• Exercise goal
Pull out every line of the entries below that contains the word "foliage", treating uppercase and lowercase as different.

** START OF Task input **

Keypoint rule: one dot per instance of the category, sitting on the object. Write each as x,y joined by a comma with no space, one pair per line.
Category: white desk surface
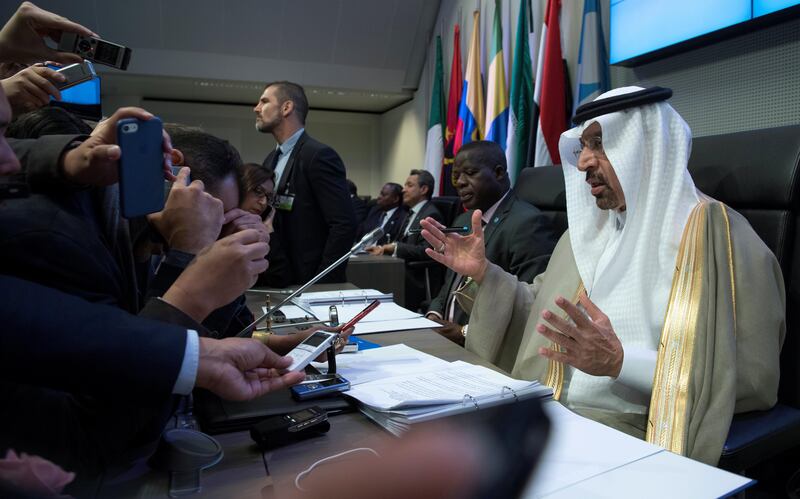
587,459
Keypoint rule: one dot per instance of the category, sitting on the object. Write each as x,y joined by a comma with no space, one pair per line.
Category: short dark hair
47,120
485,153
252,175
210,158
352,187
396,190
424,177
287,90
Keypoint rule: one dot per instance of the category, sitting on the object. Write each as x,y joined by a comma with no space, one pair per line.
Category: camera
96,50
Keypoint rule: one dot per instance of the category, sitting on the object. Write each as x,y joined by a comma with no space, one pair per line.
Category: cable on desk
302,474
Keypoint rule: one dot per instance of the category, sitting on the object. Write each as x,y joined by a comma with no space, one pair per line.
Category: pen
360,315
447,230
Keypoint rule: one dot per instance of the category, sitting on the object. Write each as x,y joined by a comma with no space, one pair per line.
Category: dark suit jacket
392,227
518,238
411,248
82,384
321,225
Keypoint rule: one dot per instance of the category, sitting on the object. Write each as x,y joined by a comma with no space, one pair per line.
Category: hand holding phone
141,172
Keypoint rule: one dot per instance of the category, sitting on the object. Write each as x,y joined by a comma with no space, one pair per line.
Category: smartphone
310,349
141,174
322,387
75,74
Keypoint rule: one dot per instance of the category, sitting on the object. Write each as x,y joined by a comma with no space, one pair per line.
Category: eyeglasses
594,144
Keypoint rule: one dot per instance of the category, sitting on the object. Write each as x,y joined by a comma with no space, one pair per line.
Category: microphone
369,238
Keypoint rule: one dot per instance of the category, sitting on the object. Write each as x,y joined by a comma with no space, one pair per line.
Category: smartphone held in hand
141,173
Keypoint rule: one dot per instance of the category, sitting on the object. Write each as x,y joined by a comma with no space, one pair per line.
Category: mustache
595,177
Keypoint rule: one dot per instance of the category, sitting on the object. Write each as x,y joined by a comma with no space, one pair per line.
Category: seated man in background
410,246
389,213
655,334
517,236
359,205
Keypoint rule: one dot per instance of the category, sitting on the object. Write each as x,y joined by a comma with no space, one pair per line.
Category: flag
496,93
550,90
454,98
519,118
434,147
470,111
593,78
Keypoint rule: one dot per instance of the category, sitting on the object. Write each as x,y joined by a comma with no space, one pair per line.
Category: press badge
285,202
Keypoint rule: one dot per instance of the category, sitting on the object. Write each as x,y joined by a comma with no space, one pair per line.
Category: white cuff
188,373
638,369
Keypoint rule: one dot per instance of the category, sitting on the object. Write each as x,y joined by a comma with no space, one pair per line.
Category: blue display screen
764,7
87,92
642,26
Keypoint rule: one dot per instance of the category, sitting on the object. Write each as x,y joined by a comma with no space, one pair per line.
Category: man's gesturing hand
590,342
242,368
466,255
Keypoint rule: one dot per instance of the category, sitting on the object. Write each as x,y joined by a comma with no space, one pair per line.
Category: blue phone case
141,175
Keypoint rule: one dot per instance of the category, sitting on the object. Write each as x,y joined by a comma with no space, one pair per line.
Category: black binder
216,415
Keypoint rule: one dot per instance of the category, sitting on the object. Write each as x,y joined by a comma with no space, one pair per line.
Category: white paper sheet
579,449
447,385
384,362
388,326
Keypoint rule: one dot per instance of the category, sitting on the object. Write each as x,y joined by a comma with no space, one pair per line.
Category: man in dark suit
315,222
517,235
410,246
388,213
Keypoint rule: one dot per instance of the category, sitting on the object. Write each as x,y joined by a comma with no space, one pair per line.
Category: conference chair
757,173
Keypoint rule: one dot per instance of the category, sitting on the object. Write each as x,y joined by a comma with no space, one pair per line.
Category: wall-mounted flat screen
764,7
644,29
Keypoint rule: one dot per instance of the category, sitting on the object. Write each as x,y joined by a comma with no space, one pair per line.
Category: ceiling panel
254,28
310,28
364,32
193,25
135,24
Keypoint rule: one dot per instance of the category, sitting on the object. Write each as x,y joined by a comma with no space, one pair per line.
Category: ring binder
503,393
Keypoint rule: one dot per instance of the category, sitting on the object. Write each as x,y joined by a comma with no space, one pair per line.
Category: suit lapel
497,218
287,172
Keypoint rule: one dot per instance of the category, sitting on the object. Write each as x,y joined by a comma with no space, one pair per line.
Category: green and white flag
521,100
434,147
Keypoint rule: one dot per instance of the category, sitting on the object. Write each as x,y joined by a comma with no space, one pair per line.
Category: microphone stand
369,238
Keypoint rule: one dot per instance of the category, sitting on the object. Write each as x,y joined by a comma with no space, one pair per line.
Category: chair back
756,173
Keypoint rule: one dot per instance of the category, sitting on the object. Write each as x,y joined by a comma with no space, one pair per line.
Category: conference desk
247,472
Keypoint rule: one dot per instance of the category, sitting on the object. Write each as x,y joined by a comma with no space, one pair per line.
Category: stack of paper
397,402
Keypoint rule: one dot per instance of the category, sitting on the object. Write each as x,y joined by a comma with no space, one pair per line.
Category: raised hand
590,342
465,255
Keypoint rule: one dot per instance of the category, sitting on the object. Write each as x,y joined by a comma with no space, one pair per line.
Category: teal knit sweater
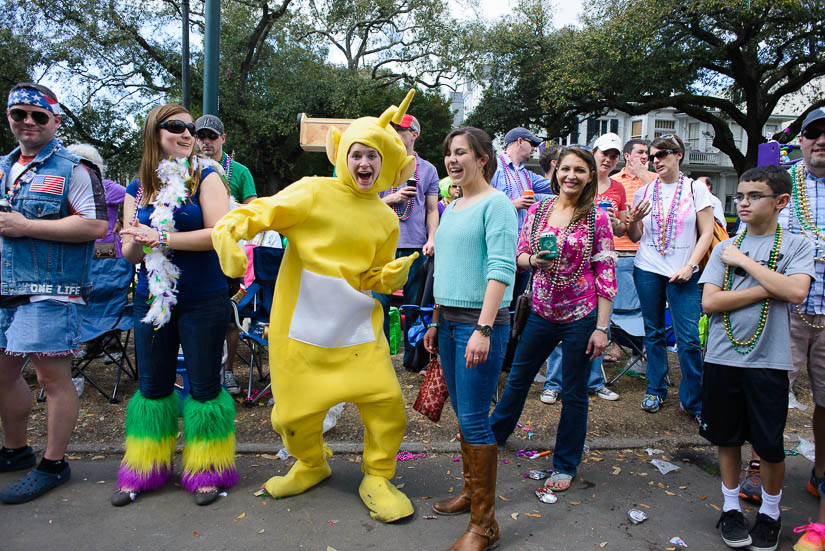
473,246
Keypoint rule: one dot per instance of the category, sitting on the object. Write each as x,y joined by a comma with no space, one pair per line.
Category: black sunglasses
812,133
661,154
177,127
207,135
19,115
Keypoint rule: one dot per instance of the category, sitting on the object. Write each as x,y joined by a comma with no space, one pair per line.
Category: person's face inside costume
364,165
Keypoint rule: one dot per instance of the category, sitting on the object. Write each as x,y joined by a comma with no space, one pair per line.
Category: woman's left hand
682,275
477,348
596,344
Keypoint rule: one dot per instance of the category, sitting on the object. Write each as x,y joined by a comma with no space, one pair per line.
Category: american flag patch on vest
48,184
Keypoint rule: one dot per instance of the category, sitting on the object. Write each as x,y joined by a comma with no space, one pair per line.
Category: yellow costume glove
232,256
394,274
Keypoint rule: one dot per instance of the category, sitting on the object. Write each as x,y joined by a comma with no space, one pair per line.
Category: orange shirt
631,185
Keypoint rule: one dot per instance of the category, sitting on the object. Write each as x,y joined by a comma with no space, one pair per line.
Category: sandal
558,482
34,485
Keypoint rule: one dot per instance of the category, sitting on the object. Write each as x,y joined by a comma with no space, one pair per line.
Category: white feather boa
162,274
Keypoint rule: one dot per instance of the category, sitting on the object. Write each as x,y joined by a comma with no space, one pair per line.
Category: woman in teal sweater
475,265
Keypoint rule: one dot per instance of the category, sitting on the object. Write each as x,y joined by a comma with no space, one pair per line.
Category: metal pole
184,72
211,52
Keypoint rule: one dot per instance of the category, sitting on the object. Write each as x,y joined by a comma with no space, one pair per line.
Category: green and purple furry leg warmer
209,453
151,431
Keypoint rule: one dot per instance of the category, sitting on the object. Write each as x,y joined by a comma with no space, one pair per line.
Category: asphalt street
591,515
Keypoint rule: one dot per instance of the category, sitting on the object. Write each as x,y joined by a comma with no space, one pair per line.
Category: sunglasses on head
177,127
813,133
661,154
19,115
207,135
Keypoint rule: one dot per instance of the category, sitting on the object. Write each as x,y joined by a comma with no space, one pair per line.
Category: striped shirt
790,219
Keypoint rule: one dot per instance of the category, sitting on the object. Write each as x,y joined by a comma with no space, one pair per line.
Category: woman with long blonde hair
180,301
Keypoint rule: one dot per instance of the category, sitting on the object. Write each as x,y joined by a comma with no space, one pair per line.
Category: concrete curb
345,448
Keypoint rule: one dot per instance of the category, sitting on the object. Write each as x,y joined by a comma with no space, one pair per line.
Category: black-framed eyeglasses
661,154
207,135
812,133
753,196
19,115
177,127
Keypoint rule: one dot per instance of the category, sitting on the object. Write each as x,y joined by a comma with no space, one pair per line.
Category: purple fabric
114,197
414,229
129,478
221,479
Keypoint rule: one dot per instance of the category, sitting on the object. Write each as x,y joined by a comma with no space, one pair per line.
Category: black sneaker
765,533
734,529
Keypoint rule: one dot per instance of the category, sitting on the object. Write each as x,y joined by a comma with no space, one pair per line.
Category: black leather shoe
121,498
206,498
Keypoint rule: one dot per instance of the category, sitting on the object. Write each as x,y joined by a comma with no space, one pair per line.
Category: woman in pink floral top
571,305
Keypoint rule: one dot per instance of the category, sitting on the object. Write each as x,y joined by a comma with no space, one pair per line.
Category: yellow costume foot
299,479
384,501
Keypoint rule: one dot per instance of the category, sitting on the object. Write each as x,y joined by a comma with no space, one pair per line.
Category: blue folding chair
106,316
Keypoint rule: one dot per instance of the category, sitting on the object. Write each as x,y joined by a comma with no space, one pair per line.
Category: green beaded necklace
744,347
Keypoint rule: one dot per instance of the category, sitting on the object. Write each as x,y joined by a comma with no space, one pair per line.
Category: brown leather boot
482,532
461,502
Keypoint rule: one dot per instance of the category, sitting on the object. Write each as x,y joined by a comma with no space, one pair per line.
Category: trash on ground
664,466
637,516
546,495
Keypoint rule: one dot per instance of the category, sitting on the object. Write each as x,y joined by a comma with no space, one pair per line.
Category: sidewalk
592,515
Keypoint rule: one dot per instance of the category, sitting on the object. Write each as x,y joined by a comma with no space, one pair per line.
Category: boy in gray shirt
751,281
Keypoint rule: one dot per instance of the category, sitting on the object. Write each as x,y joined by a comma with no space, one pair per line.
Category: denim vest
35,266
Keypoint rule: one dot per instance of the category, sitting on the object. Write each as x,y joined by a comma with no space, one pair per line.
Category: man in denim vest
50,216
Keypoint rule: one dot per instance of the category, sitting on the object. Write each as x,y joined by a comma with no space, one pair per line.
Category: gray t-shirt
796,256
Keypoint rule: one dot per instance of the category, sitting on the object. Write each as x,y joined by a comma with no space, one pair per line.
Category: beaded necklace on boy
545,209
744,347
664,242
516,177
410,204
227,165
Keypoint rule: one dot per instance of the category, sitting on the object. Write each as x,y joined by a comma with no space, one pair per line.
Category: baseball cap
408,121
520,132
210,122
608,141
813,116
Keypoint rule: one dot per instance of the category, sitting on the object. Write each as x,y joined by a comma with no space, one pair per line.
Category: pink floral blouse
597,279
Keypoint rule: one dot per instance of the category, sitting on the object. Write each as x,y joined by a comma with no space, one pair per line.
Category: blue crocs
19,461
34,485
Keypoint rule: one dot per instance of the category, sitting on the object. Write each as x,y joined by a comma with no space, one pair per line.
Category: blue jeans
197,326
411,288
471,390
538,340
553,379
685,305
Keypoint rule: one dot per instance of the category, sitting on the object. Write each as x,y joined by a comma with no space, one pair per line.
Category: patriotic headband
32,96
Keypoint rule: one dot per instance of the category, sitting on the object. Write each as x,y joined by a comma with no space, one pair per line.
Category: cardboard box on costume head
379,134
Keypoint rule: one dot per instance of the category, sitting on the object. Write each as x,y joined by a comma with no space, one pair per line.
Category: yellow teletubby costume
326,339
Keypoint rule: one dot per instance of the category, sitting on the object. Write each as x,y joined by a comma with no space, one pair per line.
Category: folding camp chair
257,305
107,323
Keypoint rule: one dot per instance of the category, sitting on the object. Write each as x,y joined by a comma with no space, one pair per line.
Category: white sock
770,504
731,499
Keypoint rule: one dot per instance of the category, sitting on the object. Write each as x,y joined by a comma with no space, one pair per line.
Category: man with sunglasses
806,215
50,217
415,203
210,136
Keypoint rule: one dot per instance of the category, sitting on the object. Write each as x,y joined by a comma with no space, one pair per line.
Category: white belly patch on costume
330,313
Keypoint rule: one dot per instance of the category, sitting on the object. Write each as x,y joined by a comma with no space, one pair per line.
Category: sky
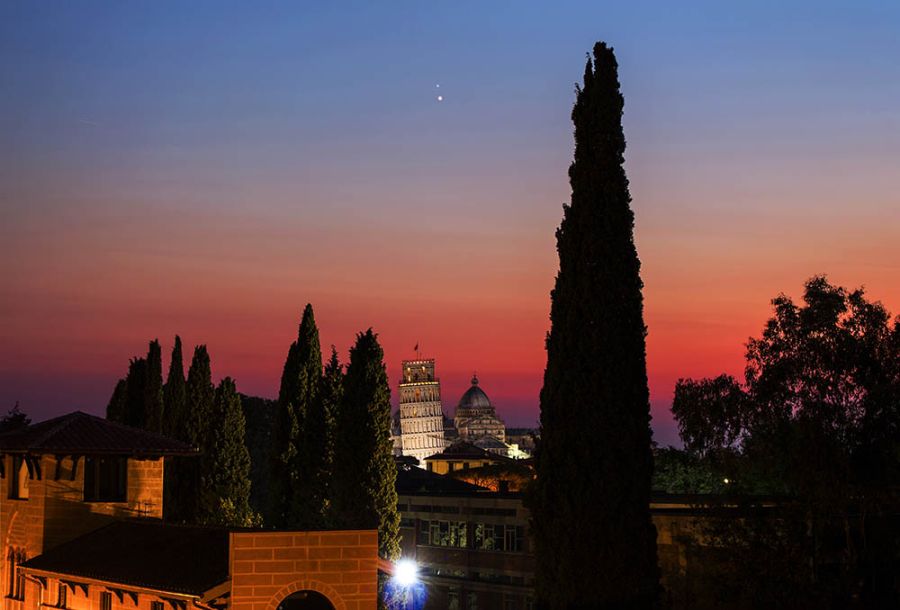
208,168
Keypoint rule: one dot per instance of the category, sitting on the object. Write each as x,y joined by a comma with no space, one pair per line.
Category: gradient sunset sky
207,169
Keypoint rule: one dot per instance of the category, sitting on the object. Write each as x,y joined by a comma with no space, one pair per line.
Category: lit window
18,484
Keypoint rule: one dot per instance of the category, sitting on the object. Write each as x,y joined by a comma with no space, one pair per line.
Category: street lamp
406,572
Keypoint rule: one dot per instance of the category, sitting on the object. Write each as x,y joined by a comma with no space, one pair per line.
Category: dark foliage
225,480
709,413
291,499
175,395
200,400
115,409
153,390
259,417
364,469
174,425
595,544
818,419
14,420
313,505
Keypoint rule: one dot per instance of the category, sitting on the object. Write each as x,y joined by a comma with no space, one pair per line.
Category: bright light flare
406,572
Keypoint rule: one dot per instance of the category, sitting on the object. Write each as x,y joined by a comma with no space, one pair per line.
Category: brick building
81,529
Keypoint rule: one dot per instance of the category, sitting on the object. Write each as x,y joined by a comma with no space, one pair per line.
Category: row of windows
455,510
62,594
433,424
510,602
477,536
428,442
105,479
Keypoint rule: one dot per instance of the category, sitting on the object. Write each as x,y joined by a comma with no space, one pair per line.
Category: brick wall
266,567
55,511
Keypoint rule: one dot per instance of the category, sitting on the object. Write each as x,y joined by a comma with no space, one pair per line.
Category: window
105,479
15,558
496,537
443,533
18,484
472,601
453,598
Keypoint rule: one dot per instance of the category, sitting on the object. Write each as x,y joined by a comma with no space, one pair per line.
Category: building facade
473,548
81,505
421,418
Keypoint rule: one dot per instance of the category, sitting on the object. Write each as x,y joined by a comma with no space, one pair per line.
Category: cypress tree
115,410
364,470
136,393
225,479
153,389
200,394
259,415
295,459
174,426
174,395
595,544
319,445
200,398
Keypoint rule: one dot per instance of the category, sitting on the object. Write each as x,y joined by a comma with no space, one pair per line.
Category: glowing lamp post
406,573
405,590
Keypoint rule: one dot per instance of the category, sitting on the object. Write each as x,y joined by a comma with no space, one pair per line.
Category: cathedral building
476,418
420,428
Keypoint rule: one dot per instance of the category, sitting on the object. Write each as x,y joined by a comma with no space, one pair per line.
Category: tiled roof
464,450
145,554
80,433
414,480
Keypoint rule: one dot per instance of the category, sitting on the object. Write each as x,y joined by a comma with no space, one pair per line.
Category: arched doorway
305,600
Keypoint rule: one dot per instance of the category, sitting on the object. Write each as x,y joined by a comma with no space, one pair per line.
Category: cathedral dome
474,399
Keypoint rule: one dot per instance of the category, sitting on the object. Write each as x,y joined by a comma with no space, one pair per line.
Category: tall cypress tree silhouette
595,542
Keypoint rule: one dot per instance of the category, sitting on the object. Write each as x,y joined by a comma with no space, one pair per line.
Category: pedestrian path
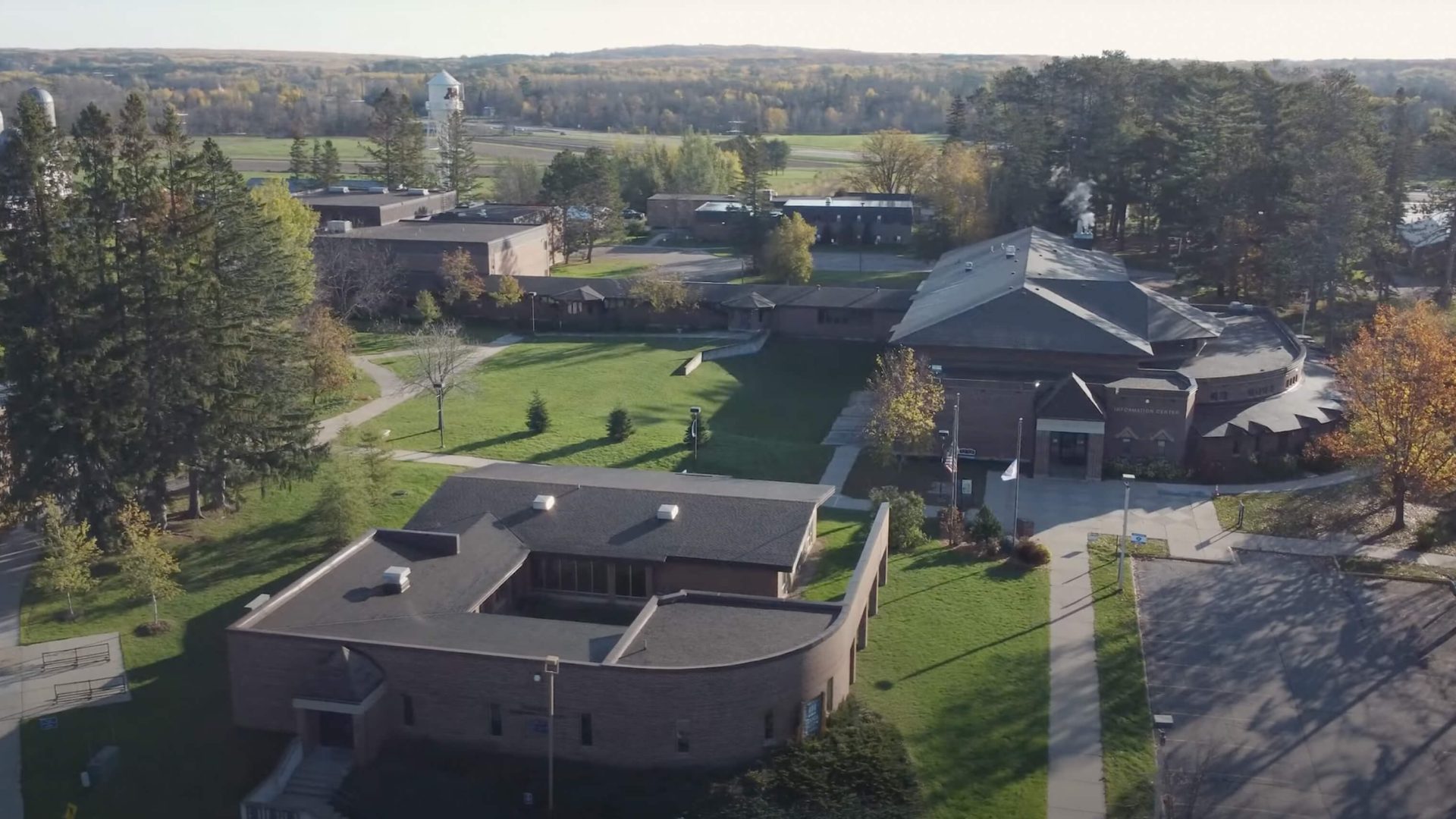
394,390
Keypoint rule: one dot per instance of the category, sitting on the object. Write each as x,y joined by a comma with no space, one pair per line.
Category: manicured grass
840,541
1395,569
957,659
1128,757
181,755
601,268
351,397
1153,547
767,413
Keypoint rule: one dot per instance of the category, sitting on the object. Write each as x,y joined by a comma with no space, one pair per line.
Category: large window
588,576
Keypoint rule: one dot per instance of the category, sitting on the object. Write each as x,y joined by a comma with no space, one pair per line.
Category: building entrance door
335,730
1069,449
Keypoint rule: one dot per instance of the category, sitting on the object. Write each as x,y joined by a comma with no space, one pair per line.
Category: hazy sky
1216,30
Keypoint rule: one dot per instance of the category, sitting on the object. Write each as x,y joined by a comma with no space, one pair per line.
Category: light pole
692,428
1122,545
552,668
440,410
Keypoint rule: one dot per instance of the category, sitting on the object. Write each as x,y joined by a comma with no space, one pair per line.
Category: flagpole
956,455
1015,506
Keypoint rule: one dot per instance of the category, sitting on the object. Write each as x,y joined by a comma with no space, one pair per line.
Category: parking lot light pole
552,668
1122,545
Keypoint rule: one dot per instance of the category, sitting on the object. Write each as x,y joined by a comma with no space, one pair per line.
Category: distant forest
661,89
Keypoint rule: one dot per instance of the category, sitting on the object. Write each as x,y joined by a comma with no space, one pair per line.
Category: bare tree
440,363
354,276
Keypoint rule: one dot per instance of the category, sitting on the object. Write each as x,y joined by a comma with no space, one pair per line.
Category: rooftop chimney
397,580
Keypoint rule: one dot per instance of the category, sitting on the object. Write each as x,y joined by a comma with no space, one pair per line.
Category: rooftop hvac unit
397,580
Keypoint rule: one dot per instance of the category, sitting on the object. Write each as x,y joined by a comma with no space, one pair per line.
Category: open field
957,659
767,413
181,755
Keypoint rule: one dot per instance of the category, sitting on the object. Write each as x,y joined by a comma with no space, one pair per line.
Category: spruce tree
457,162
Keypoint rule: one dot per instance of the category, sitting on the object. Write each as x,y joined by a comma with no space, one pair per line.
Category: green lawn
957,659
181,755
767,413
1128,758
351,397
601,268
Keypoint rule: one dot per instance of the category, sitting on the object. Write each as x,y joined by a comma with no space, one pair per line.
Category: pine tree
457,162
329,167
299,159
538,419
71,553
147,566
956,121
619,425
397,143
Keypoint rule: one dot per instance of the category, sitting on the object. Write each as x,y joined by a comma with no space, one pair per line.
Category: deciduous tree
147,566
71,553
892,162
1398,381
905,403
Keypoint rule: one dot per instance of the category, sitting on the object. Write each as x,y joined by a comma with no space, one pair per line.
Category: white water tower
446,96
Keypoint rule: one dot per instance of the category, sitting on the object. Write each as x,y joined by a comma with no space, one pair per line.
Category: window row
588,576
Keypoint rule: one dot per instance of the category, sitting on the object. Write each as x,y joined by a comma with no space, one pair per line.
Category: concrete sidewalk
392,390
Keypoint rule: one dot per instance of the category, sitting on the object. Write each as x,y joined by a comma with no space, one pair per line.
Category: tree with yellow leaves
1398,379
905,401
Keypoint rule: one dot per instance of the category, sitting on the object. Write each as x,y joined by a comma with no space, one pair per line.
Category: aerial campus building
664,598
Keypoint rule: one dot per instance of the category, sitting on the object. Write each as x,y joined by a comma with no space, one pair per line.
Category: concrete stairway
316,780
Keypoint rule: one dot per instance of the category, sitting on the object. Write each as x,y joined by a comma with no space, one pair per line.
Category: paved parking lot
1299,691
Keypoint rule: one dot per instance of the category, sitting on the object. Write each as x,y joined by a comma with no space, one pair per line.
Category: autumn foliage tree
1398,381
905,401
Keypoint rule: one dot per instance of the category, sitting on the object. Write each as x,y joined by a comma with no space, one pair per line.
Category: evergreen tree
299,164
619,425
329,168
457,164
397,143
956,121
538,419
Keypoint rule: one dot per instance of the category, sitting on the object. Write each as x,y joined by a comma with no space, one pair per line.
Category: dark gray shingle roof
613,512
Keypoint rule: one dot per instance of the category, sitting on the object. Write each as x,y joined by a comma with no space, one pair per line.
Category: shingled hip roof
1034,290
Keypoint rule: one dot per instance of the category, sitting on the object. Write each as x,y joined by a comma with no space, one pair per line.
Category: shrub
619,425
856,767
952,526
1033,553
538,419
984,528
906,516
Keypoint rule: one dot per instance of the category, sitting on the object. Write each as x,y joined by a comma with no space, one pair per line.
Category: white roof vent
397,579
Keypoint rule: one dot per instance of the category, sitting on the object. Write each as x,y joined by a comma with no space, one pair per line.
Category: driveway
1301,691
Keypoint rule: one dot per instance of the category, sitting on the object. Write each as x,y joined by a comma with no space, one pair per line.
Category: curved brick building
661,595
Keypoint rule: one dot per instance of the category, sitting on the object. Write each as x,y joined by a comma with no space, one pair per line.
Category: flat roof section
698,629
471,232
1251,343
362,199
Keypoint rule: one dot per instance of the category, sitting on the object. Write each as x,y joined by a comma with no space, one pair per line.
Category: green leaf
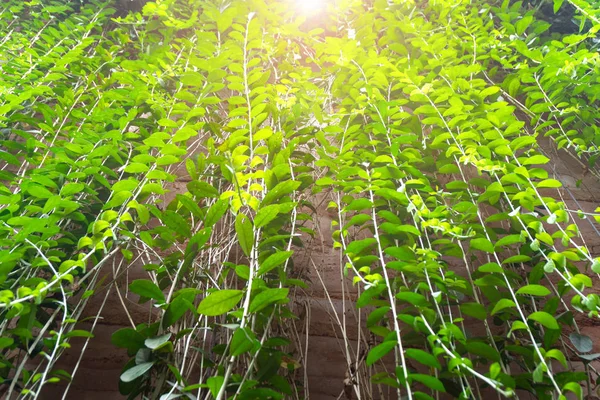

** END OF Task input **

• Output for this exercise
Category: dark foliage
Category: autumn foliage tree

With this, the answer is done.